* Exercise *
Write the data out again, exactly as given.

:::

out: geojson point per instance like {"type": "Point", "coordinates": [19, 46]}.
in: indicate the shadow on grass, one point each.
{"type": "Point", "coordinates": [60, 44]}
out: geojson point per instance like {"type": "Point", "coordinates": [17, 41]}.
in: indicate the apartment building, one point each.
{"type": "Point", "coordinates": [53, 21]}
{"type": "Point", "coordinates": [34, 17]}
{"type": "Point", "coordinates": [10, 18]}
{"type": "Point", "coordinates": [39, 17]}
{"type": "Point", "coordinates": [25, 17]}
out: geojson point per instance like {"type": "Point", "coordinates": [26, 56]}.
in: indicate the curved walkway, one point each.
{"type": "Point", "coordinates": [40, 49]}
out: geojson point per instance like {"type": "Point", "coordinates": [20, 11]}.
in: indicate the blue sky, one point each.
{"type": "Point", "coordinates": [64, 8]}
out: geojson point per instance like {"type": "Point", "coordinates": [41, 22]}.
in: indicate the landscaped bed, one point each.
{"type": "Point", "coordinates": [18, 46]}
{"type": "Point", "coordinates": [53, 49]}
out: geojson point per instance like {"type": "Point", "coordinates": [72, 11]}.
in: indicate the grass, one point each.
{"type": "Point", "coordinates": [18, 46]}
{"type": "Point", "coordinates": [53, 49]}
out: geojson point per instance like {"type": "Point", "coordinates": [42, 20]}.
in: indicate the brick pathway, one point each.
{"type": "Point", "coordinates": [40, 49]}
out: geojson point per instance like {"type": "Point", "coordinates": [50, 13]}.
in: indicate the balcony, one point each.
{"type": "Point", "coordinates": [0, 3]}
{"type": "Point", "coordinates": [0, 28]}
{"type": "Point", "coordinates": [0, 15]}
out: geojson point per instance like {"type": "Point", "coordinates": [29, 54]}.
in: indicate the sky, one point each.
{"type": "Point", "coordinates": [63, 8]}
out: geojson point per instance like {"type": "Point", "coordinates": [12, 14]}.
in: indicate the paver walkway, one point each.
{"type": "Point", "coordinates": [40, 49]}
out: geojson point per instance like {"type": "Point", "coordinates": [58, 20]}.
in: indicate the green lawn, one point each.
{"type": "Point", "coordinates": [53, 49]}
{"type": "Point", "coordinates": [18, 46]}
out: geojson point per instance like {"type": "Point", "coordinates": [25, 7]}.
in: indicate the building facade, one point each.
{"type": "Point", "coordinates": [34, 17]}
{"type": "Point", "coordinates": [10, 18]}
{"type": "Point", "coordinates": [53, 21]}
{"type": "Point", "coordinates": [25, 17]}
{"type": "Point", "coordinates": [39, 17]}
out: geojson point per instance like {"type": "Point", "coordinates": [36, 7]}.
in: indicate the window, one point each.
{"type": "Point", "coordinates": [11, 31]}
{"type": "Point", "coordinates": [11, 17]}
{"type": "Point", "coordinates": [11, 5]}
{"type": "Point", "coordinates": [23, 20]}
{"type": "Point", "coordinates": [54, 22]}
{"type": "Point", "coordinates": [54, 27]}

:::

* Expected output *
out: geojson point per instance like {"type": "Point", "coordinates": [19, 46]}.
in: indicate the shadow on grass, one point each.
{"type": "Point", "coordinates": [60, 44]}
out: geojson point per instance like {"type": "Point", "coordinates": [17, 41]}.
in: indicate the apartment building, one point each.
{"type": "Point", "coordinates": [53, 21]}
{"type": "Point", "coordinates": [34, 17]}
{"type": "Point", "coordinates": [10, 18]}
{"type": "Point", "coordinates": [39, 17]}
{"type": "Point", "coordinates": [25, 17]}
out: geojson point per instance like {"type": "Point", "coordinates": [26, 56]}.
in: indicate the curved walkway, one point each.
{"type": "Point", "coordinates": [40, 49]}
out: geojson point per instance like {"type": "Point", "coordinates": [20, 11]}.
in: indicate the blue sky, one point each.
{"type": "Point", "coordinates": [64, 8]}
out: geojson point per instance like {"type": "Point", "coordinates": [41, 22]}.
in: indicate the landscaped bed, one point each.
{"type": "Point", "coordinates": [18, 46]}
{"type": "Point", "coordinates": [53, 49]}
out: geojson point per instance like {"type": "Point", "coordinates": [72, 11]}.
in: indicate the grass, one point each.
{"type": "Point", "coordinates": [18, 46]}
{"type": "Point", "coordinates": [53, 49]}
out: geojson point per instance like {"type": "Point", "coordinates": [42, 20]}.
in: indicate the brick pathway, one point each.
{"type": "Point", "coordinates": [40, 49]}
out: geojson point per instance like {"type": "Point", "coordinates": [50, 13]}.
in: indicate the balcony, one point each.
{"type": "Point", "coordinates": [0, 3]}
{"type": "Point", "coordinates": [0, 28]}
{"type": "Point", "coordinates": [0, 15]}
out: geojson point per instance like {"type": "Point", "coordinates": [29, 54]}.
in: indicate the sky, one point each.
{"type": "Point", "coordinates": [63, 8]}
out: geojson point per instance like {"type": "Point", "coordinates": [12, 14]}.
in: indicate the paver walkway, one point each.
{"type": "Point", "coordinates": [40, 49]}
out: geojson point per instance like {"type": "Point", "coordinates": [58, 20]}.
in: indicate the green lawn, one point each.
{"type": "Point", "coordinates": [53, 49]}
{"type": "Point", "coordinates": [18, 46]}
out: geojson point per instance like {"type": "Point", "coordinates": [25, 7]}.
in: indicate the building facade, one point each.
{"type": "Point", "coordinates": [34, 17]}
{"type": "Point", "coordinates": [10, 18]}
{"type": "Point", "coordinates": [53, 21]}
{"type": "Point", "coordinates": [25, 17]}
{"type": "Point", "coordinates": [39, 17]}
out: geojson point per instance like {"type": "Point", "coordinates": [36, 7]}.
in: indicate the window, one point each.
{"type": "Point", "coordinates": [11, 31]}
{"type": "Point", "coordinates": [11, 17]}
{"type": "Point", "coordinates": [11, 5]}
{"type": "Point", "coordinates": [23, 20]}
{"type": "Point", "coordinates": [54, 22]}
{"type": "Point", "coordinates": [54, 27]}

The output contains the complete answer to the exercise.